Can you retype, line for line and unchanged, everything in the records from the line containing "brown grass and output its region." down to the line containing "[98,182,160,208]", including both of those lines?

Bounding-box records:
====================
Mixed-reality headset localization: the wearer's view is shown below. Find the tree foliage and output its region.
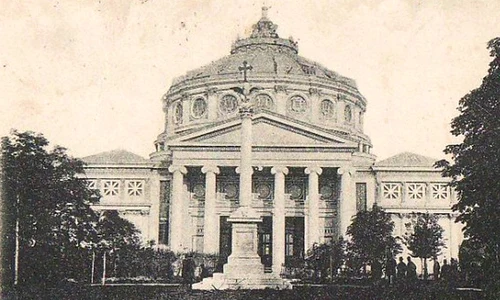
[403,213,445,259]
[347,204,401,268]
[437,37,500,292]
[403,213,445,278]
[305,237,346,282]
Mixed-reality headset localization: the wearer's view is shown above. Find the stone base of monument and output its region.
[193,207,292,290]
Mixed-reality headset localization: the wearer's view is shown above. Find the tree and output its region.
[2,131,100,284]
[403,213,445,279]
[347,204,401,271]
[305,237,346,281]
[436,37,500,290]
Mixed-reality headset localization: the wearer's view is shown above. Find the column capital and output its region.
[271,166,288,175]
[201,165,220,174]
[168,165,187,174]
[337,167,356,176]
[304,166,323,175]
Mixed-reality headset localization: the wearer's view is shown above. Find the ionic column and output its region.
[201,165,220,253]
[271,166,288,275]
[239,107,253,207]
[305,167,323,250]
[337,167,356,237]
[168,165,188,252]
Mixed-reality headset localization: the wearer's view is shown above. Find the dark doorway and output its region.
[215,216,232,272]
[285,217,304,266]
[258,217,273,271]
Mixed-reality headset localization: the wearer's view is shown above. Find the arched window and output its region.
[173,101,182,124]
[255,94,274,109]
[219,94,238,114]
[290,95,307,113]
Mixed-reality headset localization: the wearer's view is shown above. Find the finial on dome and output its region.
[250,6,279,38]
[262,6,271,19]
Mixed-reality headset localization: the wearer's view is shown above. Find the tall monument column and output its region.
[271,166,288,275]
[201,165,219,253]
[193,61,290,289]
[305,166,323,250]
[337,167,356,237]
[168,165,187,252]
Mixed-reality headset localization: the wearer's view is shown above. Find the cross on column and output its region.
[238,60,253,82]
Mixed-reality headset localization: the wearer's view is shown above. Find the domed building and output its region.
[84,9,462,274]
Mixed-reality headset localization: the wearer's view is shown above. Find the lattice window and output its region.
[87,179,98,190]
[382,183,401,200]
[102,180,120,196]
[432,183,450,200]
[127,180,144,197]
[406,183,425,200]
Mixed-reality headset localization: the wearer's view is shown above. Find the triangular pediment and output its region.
[168,114,357,147]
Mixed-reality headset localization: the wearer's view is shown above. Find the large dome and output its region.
[171,10,356,92]
[156,10,371,156]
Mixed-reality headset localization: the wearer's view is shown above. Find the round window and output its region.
[321,99,335,119]
[344,105,352,123]
[289,184,303,199]
[255,94,273,109]
[290,95,307,113]
[191,98,207,118]
[174,101,182,124]
[219,95,238,114]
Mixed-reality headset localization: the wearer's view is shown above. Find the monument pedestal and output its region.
[193,207,292,290]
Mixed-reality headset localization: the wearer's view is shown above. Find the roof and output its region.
[82,149,151,165]
[173,8,356,88]
[375,152,438,168]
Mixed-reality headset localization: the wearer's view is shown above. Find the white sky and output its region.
[0,0,500,159]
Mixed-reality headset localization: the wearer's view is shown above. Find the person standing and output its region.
[385,256,398,285]
[182,255,196,289]
[406,256,417,283]
[396,257,406,282]
[441,259,451,284]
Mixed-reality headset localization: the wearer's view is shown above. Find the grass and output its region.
[2,284,483,300]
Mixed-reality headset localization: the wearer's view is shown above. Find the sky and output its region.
[0,0,500,159]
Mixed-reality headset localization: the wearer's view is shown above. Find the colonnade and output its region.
[169,165,356,274]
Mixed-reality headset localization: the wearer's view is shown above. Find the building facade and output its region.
[84,10,462,272]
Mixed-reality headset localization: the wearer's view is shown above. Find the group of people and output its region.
[385,256,417,284]
[433,258,460,285]
[181,255,208,288]
[385,256,460,284]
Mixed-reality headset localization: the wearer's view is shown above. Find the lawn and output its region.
[2,285,482,300]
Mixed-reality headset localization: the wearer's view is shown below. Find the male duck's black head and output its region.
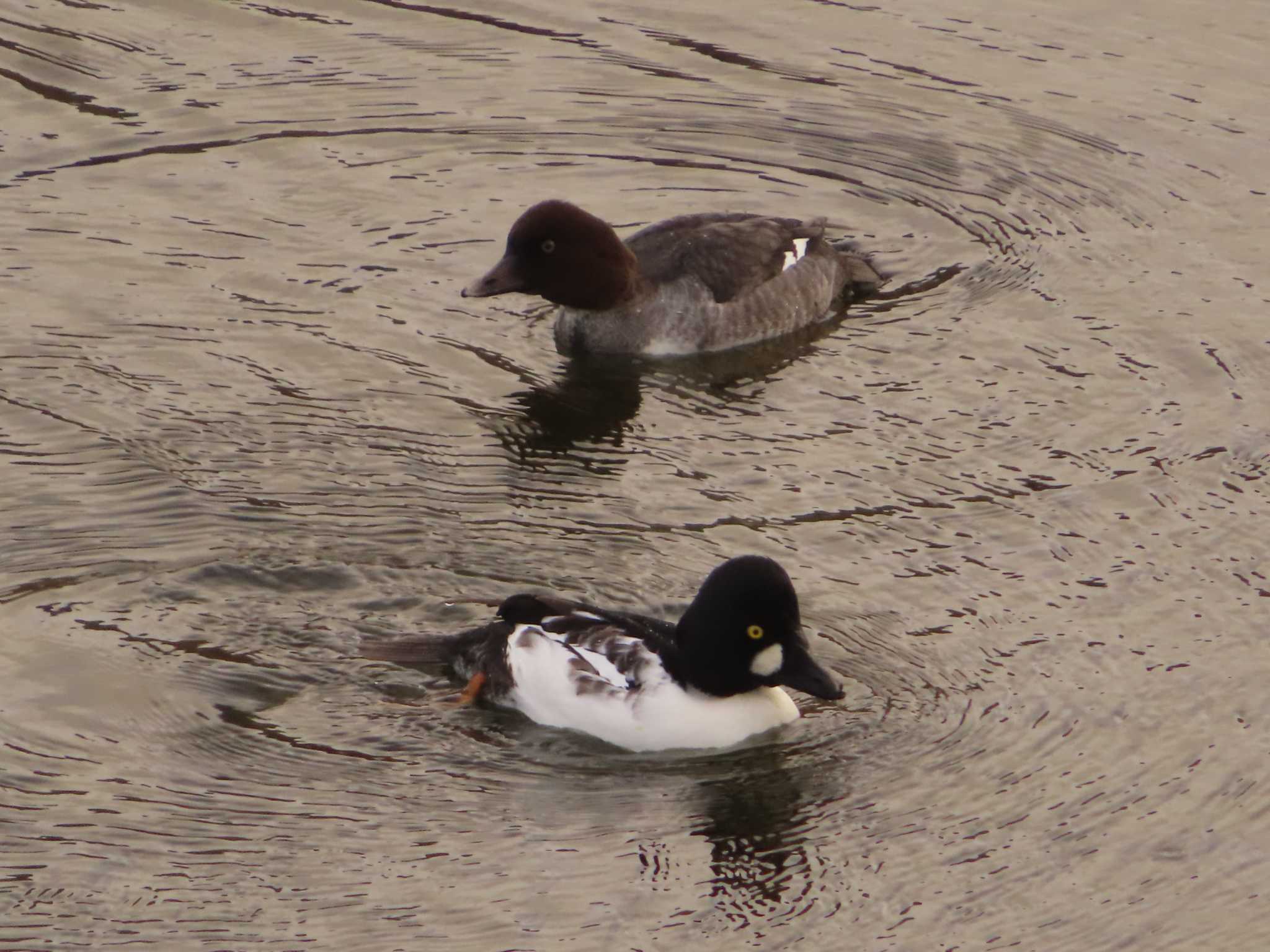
[665,556,843,700]
[462,200,639,311]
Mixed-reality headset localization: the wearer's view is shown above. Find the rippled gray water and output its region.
[0,0,1270,951]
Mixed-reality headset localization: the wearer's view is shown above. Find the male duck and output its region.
[363,556,843,750]
[462,200,881,355]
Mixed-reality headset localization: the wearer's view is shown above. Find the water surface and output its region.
[0,0,1270,952]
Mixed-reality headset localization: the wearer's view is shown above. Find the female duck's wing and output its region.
[626,213,824,303]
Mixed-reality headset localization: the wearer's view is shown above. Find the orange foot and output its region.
[458,671,485,705]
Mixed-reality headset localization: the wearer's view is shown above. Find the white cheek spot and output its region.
[781,239,806,270]
[749,645,785,678]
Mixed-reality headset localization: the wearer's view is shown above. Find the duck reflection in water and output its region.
[639,745,837,929]
[494,322,853,475]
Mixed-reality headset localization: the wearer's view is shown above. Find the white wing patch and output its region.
[781,239,808,271]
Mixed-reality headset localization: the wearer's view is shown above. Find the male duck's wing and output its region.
[626,213,824,303]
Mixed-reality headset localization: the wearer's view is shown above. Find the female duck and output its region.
[363,556,843,750]
[462,201,881,355]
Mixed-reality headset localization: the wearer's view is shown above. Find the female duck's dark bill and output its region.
[460,255,528,297]
[778,645,846,700]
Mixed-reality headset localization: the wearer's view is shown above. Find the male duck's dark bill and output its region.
[776,646,846,700]
[461,255,527,297]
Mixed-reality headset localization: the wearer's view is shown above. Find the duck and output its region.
[461,200,882,356]
[361,555,845,751]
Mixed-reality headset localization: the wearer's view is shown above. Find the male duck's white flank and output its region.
[363,556,843,750]
[462,200,881,355]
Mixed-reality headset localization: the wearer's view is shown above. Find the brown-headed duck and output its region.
[462,200,882,355]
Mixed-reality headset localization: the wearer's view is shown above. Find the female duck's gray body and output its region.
[462,201,881,355]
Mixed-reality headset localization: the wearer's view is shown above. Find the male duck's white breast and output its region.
[505,625,799,750]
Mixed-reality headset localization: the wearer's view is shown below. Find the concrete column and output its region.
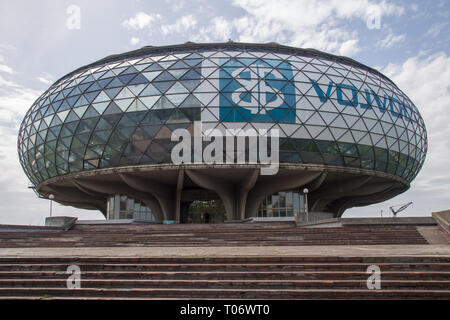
[141,197,164,222]
[175,170,184,223]
[236,169,260,220]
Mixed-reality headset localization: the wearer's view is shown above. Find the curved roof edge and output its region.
[63,41,395,85]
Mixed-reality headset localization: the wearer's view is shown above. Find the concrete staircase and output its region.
[0,222,427,248]
[0,257,450,299]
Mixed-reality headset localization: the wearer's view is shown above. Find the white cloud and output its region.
[349,53,450,215]
[193,0,404,56]
[377,33,406,48]
[425,22,448,38]
[191,17,233,42]
[122,12,161,30]
[0,76,102,225]
[130,37,141,46]
[0,64,14,74]
[0,56,14,74]
[161,15,197,35]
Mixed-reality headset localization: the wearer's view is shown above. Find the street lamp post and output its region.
[48,194,55,217]
[303,188,309,222]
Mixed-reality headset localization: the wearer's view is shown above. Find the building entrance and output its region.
[180,200,226,223]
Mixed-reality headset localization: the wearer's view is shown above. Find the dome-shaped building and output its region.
[18,42,427,222]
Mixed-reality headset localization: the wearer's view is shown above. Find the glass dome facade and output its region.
[18,43,427,185]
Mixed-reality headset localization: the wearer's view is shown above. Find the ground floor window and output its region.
[106,194,156,221]
[258,190,305,217]
[186,200,226,223]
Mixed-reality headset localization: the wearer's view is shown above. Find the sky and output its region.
[0,0,450,225]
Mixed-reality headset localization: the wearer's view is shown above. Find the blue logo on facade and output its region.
[219,58,296,123]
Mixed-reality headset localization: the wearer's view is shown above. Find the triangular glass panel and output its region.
[127,99,148,112]
[153,81,175,93]
[95,118,112,130]
[92,91,111,103]
[92,101,109,114]
[166,109,191,124]
[152,96,175,110]
[128,73,149,86]
[166,82,189,94]
[73,106,88,118]
[128,83,145,97]
[114,87,135,100]
[114,98,134,111]
[139,96,159,109]
[83,106,100,119]
[142,71,161,81]
[180,94,202,108]
[104,88,122,99]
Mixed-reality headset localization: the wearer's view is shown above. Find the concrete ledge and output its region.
[45,217,78,231]
[0,224,61,232]
[431,210,450,234]
[341,217,436,226]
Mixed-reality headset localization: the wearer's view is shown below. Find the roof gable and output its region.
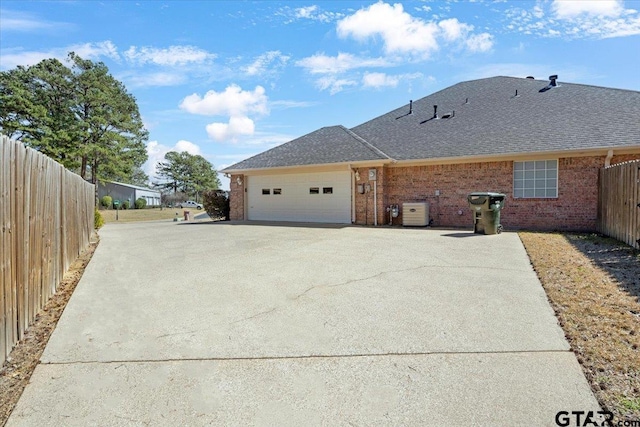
[352,77,640,160]
[225,126,388,170]
[225,77,640,171]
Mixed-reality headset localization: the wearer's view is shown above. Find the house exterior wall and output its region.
[229,175,247,221]
[378,155,640,230]
[230,153,640,231]
[98,182,160,207]
[98,182,136,206]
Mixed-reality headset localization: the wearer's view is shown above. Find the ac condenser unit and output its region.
[402,203,429,227]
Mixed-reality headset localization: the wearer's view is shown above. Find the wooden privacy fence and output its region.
[598,160,640,249]
[0,136,95,362]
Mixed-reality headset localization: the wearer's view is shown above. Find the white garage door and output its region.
[247,171,351,224]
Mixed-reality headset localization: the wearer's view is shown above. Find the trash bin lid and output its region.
[469,191,507,198]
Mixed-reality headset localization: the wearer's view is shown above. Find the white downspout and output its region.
[373,180,378,227]
[604,150,613,168]
[349,165,356,224]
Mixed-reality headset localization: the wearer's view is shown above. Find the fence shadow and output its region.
[565,234,640,304]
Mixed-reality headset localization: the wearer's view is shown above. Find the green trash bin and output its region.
[467,192,507,234]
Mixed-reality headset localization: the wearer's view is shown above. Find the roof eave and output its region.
[220,159,394,175]
[393,144,640,167]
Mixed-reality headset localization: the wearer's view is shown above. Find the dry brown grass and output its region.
[0,235,98,425]
[100,208,204,223]
[520,232,640,420]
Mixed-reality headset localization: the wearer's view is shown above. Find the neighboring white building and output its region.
[98,182,160,208]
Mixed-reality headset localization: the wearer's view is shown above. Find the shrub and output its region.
[135,198,147,209]
[202,190,231,221]
[100,196,113,209]
[93,208,104,230]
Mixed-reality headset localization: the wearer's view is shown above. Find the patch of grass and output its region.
[0,234,98,426]
[519,232,640,420]
[100,208,204,224]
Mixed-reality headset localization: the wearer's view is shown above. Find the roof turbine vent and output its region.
[396,99,413,120]
[538,74,559,92]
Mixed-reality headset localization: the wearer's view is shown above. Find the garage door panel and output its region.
[247,171,351,224]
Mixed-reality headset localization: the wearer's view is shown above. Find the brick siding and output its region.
[231,154,640,231]
[229,175,246,220]
[382,155,640,230]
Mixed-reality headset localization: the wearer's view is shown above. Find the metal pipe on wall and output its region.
[373,181,378,226]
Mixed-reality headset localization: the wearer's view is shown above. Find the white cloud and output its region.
[123,72,186,87]
[337,1,493,60]
[362,73,400,88]
[123,46,216,66]
[505,0,640,39]
[180,84,269,142]
[206,116,255,142]
[316,76,358,95]
[180,84,268,116]
[337,2,439,56]
[296,5,318,18]
[362,73,424,89]
[438,18,473,41]
[242,50,289,76]
[1,40,120,69]
[296,52,391,74]
[0,9,73,33]
[465,33,493,52]
[552,0,624,19]
[280,5,344,24]
[269,99,317,110]
[142,140,202,180]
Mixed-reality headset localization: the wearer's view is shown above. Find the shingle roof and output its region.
[225,126,388,170]
[226,77,640,170]
[352,77,640,160]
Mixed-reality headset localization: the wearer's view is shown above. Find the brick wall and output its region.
[376,155,640,230]
[229,175,242,220]
[230,154,640,230]
[354,167,389,225]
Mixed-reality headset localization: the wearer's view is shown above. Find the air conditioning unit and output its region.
[402,203,429,227]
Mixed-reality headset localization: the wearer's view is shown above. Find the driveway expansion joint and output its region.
[40,350,573,366]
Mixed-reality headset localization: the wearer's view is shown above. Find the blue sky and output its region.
[0,0,640,188]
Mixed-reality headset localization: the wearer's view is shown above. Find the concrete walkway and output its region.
[8,222,599,426]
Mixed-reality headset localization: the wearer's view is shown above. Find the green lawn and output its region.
[100,208,204,224]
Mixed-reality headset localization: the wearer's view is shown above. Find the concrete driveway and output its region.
[8,222,599,426]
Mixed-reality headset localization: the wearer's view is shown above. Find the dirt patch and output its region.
[520,233,640,421]
[0,235,98,425]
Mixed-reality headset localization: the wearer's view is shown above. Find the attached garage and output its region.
[246,171,352,224]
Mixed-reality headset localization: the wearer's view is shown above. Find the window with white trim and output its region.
[513,160,558,199]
====================
Written response:
Mixed-reality headset localization: the wearer's view is shown above. Find the dry brown grass and output its region.
[0,235,98,425]
[100,208,204,223]
[520,232,640,420]
Mixed-reality headset localization: the wearer's view is shown above. Find the neighboring white building and output its region.
[98,182,160,208]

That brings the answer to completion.